#### [Passage to read]
════════
The band celebrated its 100th anniversary in 2012. A Centennial Celebration was held on Sept. 2nd with many band members, past and present, in attendance. The grade 5 competition band placed 1st at the Ohio Scottish Games and 3rd at Alma (MI) Highland Games. In 2013, the band was upgraded to grade 4 but only competed once at Smoky Mtn Games in Marysville, TN. A grade 5 band also competed at that event. In 2014 the pipe band only fielded a grade 5 band and competed at Smoky Mtn Games, Ohio Scottish Games, and Central Kentucky Games. Competitions in 2015 included Ohio Scottish Games and Ligonier In 2016, the band ventured to the Chicago Highland Games for the first time with a good showing with 2nd-place finish as well as Ohio Scottish Games. Since 2012, the band has been performing during special event weekends at the Ohio Renaissance Festival.

== Previous Pipe Majors ==
Past P/M's include Arch Ott, Ray Scott, Russ Spaulding (former P/M for City of Chattanooga Pipe Band), and Peter Kent (recently with City of Washington Pipe Band, a grade one pipe band).
════════
#### [Aim of the exercise]
Edit the pipe band history from the words "The band celebrated" and going on through "Ohio Renaissance Festival.", swapping "Centennial Celebration" for "Anniversary Gala".

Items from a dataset
════════
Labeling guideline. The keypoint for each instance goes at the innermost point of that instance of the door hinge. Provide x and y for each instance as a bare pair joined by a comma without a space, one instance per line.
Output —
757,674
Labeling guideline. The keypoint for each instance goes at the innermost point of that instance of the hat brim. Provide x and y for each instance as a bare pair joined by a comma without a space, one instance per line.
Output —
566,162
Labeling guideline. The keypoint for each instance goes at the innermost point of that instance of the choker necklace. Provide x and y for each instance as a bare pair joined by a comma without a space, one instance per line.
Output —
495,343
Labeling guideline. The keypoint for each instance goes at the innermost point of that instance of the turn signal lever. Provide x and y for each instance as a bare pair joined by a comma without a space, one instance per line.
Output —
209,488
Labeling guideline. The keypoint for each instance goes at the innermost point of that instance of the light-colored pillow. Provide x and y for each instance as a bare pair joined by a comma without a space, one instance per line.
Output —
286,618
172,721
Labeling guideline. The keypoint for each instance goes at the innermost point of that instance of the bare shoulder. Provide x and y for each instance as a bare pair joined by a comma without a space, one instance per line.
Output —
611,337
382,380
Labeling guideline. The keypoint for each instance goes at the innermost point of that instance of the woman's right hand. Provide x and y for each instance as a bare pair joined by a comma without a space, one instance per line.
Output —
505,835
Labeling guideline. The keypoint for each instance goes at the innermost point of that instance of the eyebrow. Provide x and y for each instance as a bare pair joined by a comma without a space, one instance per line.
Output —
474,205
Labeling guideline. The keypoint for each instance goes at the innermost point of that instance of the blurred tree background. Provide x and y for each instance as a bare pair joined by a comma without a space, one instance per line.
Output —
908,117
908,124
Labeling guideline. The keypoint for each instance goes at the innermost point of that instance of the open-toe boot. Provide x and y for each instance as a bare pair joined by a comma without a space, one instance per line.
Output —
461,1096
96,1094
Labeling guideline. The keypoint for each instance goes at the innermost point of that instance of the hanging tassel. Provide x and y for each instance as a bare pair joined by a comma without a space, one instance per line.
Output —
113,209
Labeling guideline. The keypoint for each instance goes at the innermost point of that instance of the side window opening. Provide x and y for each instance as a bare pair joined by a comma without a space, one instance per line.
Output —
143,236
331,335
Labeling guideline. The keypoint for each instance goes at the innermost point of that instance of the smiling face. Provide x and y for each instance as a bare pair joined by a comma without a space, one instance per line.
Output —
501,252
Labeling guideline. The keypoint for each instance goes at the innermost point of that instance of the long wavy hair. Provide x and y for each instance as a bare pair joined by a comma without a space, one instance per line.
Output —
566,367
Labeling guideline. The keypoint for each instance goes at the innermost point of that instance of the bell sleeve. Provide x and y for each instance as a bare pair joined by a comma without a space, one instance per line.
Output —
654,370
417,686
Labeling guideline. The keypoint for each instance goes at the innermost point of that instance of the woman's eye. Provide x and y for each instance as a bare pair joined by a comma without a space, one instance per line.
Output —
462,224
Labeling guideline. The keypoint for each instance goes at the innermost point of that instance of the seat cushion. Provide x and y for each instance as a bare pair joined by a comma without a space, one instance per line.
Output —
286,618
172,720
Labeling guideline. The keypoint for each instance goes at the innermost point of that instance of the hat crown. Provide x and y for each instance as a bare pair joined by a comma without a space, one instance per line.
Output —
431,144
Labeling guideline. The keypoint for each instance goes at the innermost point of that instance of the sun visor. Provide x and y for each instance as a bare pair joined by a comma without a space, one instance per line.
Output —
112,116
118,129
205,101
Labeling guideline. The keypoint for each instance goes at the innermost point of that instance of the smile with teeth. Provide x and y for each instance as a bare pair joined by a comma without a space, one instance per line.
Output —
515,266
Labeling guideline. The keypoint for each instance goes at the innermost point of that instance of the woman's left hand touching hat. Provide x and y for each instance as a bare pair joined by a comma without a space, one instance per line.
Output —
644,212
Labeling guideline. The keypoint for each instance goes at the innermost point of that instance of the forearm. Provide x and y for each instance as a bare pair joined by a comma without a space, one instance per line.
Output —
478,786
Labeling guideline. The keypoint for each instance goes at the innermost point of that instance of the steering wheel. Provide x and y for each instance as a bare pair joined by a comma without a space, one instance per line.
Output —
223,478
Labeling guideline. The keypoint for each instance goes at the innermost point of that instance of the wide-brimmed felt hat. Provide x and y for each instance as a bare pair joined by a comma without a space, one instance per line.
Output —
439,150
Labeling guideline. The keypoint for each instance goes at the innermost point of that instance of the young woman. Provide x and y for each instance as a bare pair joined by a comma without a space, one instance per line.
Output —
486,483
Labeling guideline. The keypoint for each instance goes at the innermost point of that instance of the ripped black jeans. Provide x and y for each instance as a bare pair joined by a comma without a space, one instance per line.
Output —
════════
#### [Response]
The band celebrated its 100th anniversary in 2012. A Anniversary Gala was held on Sept. 2nd with many band members, past and present, in attendance. The grade 5 competition band placed 1st at the Ohio Scottish Games and 3rd at Alma (MI) Highland Games. In 2013, the band was upgraded to grade 4 but only competed once at Smoky Mtn Games in Marysville, TN. A grade 5 band also competed at that event. In 2014 the pipe band only fielded a grade 5 band and competed at Smoky Mtn Games, Ohio Scottish Games, and Central Kentucky Games. Competitions in 2015 included Ohio Scottish Games and Ligonier In 2016, the band ventured to the Chicago Highland Games for the first time with a good showing with 2nd-place finish as well as Ohio Scottish Games. Since 2012, the band has been performing during special event weekends at the Ohio Renaissance Festival.